Shape annotation rows:
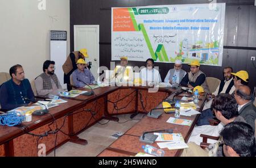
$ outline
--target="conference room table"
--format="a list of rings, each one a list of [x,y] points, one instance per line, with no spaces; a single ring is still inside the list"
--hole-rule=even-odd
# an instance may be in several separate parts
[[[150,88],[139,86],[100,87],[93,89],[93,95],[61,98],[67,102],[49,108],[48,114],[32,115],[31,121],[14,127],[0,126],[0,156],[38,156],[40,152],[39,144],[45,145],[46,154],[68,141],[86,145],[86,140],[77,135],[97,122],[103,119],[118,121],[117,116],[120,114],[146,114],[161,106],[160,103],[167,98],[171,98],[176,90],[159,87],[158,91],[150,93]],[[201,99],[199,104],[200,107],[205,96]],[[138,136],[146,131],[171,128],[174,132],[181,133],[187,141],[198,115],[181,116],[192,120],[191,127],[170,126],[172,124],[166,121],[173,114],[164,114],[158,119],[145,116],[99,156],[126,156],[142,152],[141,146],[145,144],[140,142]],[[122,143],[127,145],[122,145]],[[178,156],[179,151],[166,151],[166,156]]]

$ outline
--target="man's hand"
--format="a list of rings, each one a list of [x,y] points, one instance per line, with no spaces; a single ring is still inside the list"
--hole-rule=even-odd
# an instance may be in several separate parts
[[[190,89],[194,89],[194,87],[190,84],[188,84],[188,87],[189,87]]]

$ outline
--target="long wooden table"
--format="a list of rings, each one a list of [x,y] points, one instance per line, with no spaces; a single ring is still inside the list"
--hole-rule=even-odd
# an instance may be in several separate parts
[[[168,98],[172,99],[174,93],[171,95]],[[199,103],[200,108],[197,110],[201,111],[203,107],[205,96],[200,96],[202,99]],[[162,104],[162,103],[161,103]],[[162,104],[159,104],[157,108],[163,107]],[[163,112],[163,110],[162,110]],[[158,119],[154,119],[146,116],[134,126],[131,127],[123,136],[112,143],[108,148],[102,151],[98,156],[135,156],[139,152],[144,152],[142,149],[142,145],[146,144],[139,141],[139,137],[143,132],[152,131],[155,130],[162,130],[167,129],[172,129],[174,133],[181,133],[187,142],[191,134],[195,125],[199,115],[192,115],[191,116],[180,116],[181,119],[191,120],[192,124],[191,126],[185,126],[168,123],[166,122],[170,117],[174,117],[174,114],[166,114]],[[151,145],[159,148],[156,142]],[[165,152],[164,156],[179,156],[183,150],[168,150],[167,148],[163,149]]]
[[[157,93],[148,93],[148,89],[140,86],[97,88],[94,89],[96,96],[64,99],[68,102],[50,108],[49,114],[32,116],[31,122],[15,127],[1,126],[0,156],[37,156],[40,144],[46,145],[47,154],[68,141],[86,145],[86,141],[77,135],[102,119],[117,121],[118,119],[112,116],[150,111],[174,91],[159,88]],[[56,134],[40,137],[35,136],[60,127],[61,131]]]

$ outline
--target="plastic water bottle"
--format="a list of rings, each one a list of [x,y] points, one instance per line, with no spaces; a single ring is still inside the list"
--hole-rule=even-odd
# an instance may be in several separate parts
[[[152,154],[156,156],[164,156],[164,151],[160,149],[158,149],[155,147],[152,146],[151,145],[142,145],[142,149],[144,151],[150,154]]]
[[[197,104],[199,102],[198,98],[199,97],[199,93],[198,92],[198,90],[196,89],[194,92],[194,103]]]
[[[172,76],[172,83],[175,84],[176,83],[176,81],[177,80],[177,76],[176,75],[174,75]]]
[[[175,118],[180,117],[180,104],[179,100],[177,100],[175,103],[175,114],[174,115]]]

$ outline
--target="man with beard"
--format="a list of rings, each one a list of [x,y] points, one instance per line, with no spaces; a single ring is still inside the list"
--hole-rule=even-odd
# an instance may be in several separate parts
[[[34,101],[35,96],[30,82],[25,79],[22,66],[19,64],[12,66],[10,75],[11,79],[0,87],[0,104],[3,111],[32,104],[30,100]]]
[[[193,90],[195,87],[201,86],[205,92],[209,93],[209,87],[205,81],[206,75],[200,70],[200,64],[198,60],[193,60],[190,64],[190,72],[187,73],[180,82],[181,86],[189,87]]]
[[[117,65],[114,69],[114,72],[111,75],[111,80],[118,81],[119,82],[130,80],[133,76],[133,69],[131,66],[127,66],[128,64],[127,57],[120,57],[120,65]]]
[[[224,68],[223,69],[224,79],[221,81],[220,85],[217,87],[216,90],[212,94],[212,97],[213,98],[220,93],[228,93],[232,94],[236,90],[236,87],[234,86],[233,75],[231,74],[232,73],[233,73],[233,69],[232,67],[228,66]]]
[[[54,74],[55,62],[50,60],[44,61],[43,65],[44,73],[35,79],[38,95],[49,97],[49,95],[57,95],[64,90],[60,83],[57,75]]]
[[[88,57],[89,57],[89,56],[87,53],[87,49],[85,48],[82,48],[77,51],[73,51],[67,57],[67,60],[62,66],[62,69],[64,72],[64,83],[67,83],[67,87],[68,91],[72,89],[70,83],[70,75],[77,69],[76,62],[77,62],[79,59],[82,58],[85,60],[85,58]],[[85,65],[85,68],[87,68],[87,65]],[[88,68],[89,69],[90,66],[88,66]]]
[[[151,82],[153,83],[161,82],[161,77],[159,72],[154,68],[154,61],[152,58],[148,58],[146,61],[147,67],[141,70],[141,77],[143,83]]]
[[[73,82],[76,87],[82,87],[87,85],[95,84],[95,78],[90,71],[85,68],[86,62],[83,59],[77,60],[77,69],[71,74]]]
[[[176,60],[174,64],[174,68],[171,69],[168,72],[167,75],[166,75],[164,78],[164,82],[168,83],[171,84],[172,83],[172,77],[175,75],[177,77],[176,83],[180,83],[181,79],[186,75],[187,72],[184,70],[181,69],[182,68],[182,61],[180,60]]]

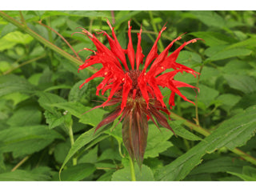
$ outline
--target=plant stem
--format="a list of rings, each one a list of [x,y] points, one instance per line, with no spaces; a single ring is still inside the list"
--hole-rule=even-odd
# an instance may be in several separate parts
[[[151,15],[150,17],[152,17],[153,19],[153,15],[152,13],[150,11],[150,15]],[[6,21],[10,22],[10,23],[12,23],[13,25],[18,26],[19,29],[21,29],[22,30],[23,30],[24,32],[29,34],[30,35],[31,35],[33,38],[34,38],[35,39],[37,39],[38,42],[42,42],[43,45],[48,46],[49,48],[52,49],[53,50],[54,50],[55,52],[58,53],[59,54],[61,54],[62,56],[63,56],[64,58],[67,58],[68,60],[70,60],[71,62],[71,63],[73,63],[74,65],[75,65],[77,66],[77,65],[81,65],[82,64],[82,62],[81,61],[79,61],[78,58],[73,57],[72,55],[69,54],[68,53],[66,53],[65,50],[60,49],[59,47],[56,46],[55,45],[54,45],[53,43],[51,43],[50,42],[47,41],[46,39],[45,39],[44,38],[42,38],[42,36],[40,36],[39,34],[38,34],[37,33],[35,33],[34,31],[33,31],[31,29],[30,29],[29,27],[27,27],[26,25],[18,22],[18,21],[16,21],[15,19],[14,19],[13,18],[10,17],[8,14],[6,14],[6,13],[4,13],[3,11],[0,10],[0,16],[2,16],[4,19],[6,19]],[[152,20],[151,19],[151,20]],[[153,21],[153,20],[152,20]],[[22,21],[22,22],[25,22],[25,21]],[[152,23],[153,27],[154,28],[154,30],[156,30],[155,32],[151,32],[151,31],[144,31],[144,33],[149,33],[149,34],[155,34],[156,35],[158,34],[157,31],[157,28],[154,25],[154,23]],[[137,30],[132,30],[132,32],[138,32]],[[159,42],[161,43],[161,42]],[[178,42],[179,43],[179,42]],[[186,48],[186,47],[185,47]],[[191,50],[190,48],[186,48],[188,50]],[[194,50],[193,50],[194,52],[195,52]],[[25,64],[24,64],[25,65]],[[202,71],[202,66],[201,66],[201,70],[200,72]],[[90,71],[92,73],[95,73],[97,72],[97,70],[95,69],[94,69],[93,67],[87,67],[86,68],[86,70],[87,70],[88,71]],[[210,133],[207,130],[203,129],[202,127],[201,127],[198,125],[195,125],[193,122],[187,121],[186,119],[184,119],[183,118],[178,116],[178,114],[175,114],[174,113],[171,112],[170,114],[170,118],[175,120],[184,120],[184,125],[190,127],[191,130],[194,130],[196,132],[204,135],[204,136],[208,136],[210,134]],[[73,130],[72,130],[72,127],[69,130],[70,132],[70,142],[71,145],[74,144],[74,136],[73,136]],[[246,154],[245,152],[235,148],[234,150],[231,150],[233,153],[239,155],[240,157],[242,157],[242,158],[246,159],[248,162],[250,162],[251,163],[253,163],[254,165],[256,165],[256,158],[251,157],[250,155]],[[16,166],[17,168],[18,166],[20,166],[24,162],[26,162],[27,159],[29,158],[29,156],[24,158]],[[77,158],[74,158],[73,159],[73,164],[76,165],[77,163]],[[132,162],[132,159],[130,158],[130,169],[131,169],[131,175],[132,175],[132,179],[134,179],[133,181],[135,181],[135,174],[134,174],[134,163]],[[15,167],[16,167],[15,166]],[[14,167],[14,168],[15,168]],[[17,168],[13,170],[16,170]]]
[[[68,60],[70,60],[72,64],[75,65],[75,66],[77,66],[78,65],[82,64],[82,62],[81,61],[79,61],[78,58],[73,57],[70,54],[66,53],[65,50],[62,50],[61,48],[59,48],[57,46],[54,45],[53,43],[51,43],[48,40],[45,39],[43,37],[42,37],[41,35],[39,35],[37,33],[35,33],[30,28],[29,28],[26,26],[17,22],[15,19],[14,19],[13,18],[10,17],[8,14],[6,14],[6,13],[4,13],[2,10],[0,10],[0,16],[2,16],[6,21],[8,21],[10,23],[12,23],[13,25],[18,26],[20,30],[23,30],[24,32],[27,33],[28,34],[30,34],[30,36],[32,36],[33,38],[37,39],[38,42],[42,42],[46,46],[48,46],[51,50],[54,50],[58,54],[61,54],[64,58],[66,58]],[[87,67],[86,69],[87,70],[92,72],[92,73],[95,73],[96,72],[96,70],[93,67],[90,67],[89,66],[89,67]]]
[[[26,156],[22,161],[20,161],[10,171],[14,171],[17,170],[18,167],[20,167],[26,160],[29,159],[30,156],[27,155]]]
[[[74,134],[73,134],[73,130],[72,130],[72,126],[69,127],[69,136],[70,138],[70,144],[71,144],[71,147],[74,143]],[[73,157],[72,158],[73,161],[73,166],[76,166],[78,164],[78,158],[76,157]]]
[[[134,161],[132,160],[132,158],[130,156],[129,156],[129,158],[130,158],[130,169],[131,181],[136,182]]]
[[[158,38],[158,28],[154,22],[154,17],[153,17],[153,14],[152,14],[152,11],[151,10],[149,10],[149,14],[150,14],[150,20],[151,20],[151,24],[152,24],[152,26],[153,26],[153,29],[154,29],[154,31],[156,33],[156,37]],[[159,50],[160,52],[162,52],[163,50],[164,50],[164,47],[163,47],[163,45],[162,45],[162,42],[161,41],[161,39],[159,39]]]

● GIVEN REQUEST:
Identify every line in the rows above that contains the word "table", and copy each of those lines in full.

● ANSWER TO THIS EXERCISE:
--target="conference room table"
--target="long wooden table"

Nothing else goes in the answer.